Task brief: Each line at or after the one containing "Point to the engraved" should be transcribed exactly, up to and including the final line of the data.

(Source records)
------------------------------------------------------------

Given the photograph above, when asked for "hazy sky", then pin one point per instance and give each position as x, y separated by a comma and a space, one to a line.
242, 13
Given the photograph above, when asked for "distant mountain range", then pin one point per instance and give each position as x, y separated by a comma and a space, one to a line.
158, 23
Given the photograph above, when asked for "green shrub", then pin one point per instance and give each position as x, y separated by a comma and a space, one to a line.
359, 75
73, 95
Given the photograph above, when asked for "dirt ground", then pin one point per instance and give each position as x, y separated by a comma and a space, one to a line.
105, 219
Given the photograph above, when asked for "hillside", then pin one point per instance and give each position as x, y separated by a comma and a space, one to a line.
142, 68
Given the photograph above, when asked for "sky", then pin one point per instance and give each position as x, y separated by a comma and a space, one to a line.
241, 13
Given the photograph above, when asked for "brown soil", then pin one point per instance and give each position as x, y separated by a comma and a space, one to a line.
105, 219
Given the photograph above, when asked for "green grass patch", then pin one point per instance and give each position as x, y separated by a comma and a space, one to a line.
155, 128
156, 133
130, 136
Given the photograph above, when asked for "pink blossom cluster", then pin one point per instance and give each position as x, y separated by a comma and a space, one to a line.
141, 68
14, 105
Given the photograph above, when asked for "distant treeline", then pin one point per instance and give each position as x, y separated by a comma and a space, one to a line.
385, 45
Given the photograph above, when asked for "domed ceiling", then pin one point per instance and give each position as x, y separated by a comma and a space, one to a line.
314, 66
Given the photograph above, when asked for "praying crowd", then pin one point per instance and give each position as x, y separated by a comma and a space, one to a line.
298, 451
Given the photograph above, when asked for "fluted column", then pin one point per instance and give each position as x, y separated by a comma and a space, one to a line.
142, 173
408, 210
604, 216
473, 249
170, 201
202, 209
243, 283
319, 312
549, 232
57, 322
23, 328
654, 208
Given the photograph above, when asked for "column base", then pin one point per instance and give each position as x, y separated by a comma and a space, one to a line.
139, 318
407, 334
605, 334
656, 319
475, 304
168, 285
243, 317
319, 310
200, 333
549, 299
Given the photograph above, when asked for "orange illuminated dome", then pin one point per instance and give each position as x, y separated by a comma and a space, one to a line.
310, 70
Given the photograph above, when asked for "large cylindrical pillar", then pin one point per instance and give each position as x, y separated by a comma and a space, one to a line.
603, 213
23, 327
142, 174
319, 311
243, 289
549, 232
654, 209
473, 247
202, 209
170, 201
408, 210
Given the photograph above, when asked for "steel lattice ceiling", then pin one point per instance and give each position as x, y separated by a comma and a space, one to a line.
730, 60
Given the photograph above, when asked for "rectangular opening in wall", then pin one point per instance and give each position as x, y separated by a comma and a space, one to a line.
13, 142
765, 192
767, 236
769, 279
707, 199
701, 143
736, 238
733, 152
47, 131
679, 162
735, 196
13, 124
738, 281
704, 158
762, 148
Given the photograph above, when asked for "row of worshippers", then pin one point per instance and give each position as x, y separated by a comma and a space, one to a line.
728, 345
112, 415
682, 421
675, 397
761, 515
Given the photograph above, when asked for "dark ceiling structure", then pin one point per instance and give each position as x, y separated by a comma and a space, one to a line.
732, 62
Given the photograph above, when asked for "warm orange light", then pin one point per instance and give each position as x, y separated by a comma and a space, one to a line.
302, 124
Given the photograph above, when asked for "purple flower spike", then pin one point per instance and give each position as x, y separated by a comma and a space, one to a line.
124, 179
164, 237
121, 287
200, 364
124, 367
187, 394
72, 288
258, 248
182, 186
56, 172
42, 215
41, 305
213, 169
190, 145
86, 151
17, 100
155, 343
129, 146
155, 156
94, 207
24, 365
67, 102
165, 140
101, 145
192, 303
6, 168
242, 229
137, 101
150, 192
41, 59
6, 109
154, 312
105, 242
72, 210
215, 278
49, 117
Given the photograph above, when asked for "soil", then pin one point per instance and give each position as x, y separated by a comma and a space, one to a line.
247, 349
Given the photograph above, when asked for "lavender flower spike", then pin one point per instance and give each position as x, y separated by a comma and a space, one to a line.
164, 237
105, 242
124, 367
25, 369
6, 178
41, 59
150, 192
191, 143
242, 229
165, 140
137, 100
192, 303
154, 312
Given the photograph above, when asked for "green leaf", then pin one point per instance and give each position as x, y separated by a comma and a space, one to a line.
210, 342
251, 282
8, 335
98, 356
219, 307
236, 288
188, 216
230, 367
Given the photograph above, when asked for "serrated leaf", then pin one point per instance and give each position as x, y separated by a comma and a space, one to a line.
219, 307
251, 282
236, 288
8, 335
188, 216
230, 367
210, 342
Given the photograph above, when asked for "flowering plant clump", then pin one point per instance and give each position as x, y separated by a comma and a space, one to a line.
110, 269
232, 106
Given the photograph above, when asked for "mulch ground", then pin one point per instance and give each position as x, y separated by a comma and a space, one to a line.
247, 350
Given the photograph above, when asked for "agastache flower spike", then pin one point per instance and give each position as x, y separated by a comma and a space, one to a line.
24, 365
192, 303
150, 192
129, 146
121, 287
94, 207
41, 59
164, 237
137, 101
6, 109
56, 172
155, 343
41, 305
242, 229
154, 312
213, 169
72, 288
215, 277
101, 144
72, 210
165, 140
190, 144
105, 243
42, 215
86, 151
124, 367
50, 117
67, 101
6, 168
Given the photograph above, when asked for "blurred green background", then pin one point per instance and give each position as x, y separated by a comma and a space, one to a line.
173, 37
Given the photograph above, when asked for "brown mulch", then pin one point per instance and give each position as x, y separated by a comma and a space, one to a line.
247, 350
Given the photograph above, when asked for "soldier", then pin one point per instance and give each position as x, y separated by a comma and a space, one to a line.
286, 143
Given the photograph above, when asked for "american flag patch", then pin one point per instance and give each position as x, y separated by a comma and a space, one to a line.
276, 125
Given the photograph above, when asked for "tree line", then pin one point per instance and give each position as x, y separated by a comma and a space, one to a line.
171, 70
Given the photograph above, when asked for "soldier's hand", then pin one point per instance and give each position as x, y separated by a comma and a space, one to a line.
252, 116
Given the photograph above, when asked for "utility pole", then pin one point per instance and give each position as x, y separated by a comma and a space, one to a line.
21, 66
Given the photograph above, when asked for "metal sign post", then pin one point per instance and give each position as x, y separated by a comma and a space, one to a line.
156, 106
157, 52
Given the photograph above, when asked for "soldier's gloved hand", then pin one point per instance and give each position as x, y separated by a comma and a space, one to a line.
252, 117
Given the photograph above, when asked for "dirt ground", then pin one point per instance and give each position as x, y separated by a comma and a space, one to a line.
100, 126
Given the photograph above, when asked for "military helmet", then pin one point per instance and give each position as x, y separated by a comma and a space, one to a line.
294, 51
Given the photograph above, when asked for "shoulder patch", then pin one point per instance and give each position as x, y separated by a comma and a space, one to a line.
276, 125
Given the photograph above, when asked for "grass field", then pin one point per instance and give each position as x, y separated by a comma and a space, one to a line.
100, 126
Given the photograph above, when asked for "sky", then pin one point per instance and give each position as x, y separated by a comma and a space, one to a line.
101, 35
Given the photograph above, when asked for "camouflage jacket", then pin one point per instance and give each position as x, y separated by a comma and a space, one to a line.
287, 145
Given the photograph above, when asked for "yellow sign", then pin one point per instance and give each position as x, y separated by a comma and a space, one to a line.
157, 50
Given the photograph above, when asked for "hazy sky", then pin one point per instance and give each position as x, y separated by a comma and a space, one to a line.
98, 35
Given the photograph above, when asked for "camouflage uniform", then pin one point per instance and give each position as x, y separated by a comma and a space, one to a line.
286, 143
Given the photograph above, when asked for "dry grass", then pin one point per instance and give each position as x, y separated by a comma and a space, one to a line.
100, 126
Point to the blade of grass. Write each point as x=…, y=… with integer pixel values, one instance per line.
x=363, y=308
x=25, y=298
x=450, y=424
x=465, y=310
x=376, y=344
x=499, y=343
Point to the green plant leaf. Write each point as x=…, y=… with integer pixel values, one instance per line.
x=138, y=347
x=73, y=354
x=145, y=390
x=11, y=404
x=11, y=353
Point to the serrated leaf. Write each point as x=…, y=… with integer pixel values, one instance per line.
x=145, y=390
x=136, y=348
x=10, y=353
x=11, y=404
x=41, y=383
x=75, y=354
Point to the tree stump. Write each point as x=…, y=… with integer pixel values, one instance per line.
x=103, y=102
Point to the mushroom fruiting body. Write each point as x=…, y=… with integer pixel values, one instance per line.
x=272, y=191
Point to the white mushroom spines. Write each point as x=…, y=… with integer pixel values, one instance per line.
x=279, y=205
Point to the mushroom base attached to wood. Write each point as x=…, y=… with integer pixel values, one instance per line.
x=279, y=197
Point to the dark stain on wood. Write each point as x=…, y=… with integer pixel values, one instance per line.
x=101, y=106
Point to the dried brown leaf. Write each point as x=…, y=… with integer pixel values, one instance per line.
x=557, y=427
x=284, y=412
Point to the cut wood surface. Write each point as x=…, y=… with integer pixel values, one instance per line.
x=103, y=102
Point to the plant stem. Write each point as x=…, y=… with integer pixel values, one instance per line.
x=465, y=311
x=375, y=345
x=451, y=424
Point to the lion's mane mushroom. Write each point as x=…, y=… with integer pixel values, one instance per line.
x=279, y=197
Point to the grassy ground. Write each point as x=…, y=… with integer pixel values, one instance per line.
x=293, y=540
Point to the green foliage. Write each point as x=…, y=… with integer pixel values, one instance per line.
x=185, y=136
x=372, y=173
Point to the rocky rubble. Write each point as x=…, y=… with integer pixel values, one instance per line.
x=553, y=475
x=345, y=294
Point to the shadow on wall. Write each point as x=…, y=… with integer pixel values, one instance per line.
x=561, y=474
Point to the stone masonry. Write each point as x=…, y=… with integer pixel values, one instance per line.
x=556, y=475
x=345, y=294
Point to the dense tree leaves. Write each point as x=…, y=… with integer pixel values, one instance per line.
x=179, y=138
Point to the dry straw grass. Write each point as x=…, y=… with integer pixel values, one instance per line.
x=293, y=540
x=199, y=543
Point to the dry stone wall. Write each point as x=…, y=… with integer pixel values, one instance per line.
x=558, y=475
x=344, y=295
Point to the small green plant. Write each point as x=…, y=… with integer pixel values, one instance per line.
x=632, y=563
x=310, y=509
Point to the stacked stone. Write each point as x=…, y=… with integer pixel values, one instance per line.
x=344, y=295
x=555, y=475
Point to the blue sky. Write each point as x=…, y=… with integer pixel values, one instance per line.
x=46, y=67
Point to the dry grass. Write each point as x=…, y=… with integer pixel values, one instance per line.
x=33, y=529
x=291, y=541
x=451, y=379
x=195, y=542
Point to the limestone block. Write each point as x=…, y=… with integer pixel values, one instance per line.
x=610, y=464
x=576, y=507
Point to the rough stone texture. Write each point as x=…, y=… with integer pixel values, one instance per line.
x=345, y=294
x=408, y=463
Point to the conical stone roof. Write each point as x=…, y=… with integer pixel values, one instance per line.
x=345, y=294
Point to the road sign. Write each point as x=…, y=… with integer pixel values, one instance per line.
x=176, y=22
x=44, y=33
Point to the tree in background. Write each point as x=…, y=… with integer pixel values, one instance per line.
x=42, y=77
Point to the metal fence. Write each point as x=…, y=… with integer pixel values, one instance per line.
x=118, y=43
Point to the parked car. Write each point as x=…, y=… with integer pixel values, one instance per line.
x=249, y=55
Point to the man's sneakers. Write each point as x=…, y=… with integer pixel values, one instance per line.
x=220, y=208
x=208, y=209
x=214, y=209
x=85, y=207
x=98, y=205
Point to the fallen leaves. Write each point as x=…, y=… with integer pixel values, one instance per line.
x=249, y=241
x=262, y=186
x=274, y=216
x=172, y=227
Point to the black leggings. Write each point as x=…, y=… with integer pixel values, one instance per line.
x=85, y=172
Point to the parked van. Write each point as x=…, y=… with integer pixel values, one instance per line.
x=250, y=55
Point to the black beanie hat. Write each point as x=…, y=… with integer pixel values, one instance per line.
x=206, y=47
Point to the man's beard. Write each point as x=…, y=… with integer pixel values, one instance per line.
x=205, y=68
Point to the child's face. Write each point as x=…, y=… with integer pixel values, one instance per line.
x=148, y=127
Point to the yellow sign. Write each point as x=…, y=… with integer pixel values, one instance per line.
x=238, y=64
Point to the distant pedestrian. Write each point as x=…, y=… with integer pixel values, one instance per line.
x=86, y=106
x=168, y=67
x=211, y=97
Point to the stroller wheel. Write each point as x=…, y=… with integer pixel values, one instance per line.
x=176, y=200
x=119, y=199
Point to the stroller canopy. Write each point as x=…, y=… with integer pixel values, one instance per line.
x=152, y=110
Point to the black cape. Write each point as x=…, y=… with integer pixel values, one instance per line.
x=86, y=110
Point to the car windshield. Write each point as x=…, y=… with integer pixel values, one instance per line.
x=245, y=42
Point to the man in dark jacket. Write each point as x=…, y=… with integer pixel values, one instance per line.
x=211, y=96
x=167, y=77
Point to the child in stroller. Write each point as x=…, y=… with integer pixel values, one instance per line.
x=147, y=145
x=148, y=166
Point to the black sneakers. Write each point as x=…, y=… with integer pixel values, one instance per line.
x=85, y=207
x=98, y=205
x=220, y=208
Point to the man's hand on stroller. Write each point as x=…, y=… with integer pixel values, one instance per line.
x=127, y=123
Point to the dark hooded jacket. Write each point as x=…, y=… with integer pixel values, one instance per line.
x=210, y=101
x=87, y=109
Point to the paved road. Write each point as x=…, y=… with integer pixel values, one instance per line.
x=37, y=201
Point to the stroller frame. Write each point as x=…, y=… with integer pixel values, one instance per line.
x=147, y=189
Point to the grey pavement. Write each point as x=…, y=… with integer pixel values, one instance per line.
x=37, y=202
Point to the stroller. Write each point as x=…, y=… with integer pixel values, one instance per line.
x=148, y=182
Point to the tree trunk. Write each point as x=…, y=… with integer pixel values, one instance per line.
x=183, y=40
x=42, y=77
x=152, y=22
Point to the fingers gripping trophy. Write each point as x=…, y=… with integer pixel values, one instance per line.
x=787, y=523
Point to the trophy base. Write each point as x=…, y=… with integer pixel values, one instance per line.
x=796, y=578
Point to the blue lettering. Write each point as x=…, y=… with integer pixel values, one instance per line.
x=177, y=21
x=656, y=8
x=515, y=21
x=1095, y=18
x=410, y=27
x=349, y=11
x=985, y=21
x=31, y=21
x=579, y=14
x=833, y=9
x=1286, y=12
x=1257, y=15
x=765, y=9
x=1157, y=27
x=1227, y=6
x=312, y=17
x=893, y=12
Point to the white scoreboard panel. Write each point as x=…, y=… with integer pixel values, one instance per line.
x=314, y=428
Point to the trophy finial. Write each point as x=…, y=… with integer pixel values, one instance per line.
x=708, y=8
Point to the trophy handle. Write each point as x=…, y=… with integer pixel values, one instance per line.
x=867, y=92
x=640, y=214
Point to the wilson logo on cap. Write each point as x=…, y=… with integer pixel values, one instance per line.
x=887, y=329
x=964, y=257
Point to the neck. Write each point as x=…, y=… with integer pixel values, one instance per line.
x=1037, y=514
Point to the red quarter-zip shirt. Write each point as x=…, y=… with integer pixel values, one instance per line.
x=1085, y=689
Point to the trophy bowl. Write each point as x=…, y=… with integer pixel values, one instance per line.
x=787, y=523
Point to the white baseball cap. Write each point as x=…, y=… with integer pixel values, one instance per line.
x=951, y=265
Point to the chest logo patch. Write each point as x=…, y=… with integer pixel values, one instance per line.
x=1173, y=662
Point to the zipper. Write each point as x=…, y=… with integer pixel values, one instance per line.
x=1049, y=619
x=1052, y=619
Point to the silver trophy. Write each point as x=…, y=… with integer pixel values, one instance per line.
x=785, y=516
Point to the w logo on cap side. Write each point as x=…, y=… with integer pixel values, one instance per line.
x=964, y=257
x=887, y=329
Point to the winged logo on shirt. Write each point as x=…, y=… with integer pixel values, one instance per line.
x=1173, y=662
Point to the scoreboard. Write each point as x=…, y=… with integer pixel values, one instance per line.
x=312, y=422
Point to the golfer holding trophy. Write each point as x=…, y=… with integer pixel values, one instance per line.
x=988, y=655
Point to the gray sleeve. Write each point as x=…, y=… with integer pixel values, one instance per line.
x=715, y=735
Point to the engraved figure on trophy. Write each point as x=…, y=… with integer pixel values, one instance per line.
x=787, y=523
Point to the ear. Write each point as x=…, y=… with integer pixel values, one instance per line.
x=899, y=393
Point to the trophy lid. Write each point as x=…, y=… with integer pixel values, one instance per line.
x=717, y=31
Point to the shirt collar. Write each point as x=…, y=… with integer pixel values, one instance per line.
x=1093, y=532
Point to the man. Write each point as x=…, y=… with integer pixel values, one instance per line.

------------------------------------------------------------

Written answer:
Point to the engraved figure on trophy. Write each point as x=…, y=… with integer pixel values, one instance per line.
x=787, y=523
Point to the ear. Write each point as x=…, y=… with integer pixel values, one instance per line.
x=899, y=393
Point to the trophy lid. Write each point as x=…, y=… with integer pixel values, one instance per line.
x=717, y=31
Point to the shirt collar. Write each point as x=…, y=… with integer pixel values, one instance per line.
x=1093, y=532
Point to the man. Write each point as x=…, y=… with integer pixel values, one instance per line.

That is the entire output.